Look in the data below for the line that contains "Domain: lane-usage study. Target: tree.". Copy that line and the remaining lines exactly.

_DATA FOR PROCESSING:_
────────────────────────────────────────

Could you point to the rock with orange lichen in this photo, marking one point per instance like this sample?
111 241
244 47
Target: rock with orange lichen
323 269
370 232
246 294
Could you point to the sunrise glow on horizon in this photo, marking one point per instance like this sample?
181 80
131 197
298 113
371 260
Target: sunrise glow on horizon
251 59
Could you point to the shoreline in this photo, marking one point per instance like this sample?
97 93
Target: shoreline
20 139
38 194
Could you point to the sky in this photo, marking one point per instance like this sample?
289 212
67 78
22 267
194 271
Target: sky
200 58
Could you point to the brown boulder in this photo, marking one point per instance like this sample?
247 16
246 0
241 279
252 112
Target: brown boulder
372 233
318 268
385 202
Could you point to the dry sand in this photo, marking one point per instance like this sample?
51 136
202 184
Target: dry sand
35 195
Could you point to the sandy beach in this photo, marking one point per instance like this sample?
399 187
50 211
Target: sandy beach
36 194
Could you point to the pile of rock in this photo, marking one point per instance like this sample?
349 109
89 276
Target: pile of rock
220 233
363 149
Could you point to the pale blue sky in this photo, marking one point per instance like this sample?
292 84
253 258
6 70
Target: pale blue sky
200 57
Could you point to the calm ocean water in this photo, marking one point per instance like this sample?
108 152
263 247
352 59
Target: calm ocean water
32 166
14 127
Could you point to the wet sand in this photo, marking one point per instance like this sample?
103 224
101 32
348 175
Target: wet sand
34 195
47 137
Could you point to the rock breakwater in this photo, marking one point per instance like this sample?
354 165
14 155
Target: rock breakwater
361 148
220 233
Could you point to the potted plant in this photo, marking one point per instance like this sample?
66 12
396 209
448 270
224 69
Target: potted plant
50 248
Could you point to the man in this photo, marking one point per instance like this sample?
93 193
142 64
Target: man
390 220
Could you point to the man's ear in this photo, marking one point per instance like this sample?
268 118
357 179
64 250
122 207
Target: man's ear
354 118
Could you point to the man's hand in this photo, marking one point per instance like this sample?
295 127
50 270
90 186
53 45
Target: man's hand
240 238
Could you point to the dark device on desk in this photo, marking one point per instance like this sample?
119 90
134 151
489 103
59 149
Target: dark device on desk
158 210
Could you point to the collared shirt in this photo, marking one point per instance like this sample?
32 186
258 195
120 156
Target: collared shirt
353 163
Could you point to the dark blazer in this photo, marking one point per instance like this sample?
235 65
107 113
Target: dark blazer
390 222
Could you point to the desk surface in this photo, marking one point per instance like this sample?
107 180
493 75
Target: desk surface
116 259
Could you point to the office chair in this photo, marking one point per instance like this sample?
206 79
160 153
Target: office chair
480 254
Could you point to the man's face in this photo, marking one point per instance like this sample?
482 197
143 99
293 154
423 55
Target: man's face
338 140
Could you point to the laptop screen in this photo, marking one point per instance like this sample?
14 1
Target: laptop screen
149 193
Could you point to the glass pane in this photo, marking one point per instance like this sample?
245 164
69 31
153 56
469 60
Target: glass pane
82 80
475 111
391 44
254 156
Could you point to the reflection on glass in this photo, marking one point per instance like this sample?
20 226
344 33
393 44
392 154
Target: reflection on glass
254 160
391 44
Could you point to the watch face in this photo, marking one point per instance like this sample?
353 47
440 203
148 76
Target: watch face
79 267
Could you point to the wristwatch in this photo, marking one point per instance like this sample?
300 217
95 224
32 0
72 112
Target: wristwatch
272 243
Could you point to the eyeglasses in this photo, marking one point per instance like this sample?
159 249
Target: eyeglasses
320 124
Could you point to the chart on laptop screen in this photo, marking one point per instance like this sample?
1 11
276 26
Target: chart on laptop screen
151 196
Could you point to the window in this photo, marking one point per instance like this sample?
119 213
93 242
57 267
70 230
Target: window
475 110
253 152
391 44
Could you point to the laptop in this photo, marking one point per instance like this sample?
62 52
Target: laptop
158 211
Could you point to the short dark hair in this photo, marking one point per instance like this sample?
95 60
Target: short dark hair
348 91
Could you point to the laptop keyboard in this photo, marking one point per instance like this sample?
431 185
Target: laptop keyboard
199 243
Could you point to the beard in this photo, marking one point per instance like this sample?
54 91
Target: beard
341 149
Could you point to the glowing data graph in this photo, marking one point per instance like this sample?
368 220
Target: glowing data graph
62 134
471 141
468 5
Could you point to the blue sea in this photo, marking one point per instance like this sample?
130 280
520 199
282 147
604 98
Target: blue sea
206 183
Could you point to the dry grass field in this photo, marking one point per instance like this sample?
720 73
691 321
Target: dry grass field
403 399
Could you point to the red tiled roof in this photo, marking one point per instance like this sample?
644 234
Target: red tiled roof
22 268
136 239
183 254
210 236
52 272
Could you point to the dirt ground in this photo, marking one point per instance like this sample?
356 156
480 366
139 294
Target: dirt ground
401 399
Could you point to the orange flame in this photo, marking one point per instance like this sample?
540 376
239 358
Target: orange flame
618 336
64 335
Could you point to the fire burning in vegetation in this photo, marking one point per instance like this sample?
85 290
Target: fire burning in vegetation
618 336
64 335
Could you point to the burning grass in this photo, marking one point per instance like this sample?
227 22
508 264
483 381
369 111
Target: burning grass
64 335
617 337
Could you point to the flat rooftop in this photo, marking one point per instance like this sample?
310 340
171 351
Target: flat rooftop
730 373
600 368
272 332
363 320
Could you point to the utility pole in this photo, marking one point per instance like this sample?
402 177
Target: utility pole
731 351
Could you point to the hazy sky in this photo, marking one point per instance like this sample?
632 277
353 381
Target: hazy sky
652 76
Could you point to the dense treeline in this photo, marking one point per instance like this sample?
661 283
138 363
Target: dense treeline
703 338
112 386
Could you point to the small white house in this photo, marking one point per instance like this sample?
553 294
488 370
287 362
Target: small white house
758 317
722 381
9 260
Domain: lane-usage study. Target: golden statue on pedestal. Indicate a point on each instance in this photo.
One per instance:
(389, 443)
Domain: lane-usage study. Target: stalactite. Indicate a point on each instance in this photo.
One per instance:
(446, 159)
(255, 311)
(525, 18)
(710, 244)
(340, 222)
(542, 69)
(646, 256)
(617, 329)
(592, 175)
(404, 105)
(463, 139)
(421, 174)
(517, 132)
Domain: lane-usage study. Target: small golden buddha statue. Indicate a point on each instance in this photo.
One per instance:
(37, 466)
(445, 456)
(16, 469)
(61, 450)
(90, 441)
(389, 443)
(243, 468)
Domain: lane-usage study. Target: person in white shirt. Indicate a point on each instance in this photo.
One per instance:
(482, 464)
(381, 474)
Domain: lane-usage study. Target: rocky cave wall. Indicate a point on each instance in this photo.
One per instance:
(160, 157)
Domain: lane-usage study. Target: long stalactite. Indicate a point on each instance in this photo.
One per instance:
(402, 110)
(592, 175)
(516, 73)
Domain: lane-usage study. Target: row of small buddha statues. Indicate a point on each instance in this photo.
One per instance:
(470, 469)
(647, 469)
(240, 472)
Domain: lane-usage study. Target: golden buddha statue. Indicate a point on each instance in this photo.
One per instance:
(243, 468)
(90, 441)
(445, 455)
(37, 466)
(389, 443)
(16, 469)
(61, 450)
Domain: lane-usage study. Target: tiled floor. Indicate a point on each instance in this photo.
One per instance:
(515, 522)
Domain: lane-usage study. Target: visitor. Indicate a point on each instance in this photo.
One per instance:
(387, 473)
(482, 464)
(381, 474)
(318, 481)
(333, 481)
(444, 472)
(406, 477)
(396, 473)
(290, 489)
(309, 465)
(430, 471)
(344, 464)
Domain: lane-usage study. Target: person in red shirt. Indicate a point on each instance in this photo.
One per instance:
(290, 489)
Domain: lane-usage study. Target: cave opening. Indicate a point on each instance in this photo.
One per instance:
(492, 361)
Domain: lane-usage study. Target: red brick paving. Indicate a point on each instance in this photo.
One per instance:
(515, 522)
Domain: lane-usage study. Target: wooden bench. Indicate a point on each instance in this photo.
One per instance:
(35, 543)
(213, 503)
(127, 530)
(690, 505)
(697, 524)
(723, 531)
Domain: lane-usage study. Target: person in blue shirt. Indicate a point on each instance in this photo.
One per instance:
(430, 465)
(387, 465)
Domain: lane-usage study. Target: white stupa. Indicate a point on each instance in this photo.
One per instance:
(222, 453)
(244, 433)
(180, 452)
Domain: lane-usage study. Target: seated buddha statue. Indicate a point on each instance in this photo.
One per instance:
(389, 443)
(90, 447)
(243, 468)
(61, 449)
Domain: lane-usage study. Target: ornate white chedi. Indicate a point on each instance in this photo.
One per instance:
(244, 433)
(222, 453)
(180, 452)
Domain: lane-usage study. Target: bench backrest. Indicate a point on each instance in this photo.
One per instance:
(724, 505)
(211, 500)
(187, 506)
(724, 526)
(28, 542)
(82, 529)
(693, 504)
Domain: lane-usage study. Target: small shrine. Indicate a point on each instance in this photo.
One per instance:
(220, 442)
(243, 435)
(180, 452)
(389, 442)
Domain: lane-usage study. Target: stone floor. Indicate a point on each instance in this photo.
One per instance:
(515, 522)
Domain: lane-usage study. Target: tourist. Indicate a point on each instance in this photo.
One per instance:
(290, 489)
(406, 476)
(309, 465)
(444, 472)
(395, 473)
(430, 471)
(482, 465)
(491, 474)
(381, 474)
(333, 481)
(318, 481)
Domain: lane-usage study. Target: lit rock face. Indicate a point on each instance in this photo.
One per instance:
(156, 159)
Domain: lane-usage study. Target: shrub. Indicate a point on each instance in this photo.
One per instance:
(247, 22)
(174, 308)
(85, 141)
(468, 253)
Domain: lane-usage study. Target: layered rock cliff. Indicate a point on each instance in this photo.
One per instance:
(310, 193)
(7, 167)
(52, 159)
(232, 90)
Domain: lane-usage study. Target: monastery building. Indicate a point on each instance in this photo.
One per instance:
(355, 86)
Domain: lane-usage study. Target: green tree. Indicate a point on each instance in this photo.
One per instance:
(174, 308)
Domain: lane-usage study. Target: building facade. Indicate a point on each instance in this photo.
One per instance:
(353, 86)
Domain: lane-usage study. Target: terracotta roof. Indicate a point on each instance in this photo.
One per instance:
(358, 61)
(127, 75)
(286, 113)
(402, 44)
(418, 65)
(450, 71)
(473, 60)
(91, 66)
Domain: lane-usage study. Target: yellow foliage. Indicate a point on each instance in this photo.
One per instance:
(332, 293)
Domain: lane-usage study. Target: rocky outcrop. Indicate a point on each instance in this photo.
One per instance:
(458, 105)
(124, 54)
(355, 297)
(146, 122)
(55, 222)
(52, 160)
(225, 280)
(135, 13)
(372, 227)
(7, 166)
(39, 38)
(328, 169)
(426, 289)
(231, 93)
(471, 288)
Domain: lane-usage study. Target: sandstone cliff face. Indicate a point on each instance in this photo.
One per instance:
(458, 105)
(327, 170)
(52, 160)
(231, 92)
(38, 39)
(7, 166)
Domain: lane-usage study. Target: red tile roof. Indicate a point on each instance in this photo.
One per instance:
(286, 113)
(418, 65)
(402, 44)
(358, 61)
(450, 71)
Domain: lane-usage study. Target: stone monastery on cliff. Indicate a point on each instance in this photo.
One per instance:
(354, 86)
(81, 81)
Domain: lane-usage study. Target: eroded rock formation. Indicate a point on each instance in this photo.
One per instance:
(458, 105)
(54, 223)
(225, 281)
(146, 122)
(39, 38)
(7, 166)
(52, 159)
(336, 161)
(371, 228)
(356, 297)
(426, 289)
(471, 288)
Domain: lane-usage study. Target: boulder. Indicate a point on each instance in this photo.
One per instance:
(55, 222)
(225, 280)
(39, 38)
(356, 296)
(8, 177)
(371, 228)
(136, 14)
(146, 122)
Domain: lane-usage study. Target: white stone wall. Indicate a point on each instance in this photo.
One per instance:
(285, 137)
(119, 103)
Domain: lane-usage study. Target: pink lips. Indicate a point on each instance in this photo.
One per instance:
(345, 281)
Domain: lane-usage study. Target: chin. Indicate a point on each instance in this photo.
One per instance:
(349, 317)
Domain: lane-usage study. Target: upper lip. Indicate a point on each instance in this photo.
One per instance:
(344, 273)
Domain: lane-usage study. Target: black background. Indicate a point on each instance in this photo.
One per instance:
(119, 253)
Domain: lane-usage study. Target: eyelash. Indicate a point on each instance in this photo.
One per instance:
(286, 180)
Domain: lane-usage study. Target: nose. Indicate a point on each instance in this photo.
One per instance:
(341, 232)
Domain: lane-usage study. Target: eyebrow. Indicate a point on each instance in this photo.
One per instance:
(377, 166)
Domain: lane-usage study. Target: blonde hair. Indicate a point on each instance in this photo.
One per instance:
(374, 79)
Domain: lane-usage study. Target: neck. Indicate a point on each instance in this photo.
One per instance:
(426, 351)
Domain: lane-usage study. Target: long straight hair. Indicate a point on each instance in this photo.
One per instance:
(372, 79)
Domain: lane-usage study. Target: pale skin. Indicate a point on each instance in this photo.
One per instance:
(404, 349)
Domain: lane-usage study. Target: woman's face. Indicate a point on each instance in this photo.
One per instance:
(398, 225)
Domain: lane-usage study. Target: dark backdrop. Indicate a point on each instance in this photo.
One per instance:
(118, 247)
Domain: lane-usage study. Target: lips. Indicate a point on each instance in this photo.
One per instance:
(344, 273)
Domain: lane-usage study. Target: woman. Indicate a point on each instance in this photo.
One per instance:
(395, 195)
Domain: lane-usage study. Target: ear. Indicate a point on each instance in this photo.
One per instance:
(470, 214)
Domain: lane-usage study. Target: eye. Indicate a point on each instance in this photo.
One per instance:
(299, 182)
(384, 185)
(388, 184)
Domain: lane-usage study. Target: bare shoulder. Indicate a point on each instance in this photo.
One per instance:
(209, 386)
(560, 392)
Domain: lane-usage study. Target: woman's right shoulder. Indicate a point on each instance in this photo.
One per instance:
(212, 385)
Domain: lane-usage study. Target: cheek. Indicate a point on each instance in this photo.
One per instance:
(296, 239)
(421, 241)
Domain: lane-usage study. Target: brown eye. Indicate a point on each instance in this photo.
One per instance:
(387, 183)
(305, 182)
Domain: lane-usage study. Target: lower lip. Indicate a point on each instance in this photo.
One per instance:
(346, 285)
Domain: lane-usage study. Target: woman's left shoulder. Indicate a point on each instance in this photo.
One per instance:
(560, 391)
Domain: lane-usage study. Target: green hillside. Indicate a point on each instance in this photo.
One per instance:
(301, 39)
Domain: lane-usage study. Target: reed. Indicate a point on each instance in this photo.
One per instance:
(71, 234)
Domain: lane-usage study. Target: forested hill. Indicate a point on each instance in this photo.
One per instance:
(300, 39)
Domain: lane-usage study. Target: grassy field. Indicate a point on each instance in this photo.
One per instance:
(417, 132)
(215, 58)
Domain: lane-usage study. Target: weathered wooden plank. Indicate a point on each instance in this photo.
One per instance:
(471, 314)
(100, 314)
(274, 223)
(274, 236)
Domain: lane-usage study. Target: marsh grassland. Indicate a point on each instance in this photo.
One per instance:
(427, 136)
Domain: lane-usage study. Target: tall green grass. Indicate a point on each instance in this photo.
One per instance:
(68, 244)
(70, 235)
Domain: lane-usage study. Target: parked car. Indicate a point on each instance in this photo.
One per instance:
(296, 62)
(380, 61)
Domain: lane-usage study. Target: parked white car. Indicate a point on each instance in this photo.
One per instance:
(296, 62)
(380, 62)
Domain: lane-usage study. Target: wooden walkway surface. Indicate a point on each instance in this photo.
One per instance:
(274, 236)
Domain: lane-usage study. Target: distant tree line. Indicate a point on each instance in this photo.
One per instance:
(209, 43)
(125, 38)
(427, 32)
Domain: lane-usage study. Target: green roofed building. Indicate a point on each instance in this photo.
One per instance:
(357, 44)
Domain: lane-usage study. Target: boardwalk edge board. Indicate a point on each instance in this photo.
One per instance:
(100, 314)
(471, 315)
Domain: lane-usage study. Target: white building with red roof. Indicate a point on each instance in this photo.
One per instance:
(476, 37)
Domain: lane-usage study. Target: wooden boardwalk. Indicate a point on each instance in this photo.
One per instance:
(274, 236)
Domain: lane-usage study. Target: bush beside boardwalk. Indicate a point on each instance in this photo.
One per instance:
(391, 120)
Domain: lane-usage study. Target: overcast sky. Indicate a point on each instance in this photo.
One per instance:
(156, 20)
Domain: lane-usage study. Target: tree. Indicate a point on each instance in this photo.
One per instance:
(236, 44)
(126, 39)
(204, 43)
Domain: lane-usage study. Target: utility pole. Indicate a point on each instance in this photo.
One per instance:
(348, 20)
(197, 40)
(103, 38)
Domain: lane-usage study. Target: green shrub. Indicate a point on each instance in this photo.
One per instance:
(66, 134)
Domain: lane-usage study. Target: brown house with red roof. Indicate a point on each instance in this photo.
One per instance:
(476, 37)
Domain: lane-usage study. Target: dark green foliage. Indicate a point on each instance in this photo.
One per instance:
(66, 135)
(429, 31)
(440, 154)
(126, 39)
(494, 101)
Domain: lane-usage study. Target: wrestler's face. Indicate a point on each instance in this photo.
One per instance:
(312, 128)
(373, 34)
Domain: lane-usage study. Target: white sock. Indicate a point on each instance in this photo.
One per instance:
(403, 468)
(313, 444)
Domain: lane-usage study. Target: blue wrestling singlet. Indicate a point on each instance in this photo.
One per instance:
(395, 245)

────────────────────────────────────────

_SOLVED EXERCISE:_
Domain: lane-usage study. Target: tree. Indicate a point on each instance in this photo.
One per instance:
(236, 44)
(126, 39)
(204, 43)
Domain: lane-usage study. Target: utility pole. Indicate a point on each instance in this photo.
One per instance:
(348, 20)
(197, 40)
(103, 38)
Domain: lane-usage study. Target: green shrub. Indicate a point on each instance in this photo.
One per instance:
(66, 134)
Domain: lane-usage study. Target: brown house with red roof. Indicate a point on each instance in this photo.
One per instance:
(476, 37)
Domain: lane-usage study. Target: dark green foliage. Indicate a point on each instance in this photo.
One per instance:
(66, 135)
(429, 31)
(440, 154)
(126, 39)
(494, 101)
Domain: lane-usage study. Target: wrestler's face. Indicate a point on each instance in this photo.
One per instance:
(312, 128)
(373, 34)
Domain: lane-usage study. Target: white sock. Indicate a point on each instance in this photo.
One per instance:
(403, 468)
(313, 444)
Domain: lane-usage study. Target: blue wrestling singlet. Indicate a point on each instance in this photo.
One per instance:
(395, 245)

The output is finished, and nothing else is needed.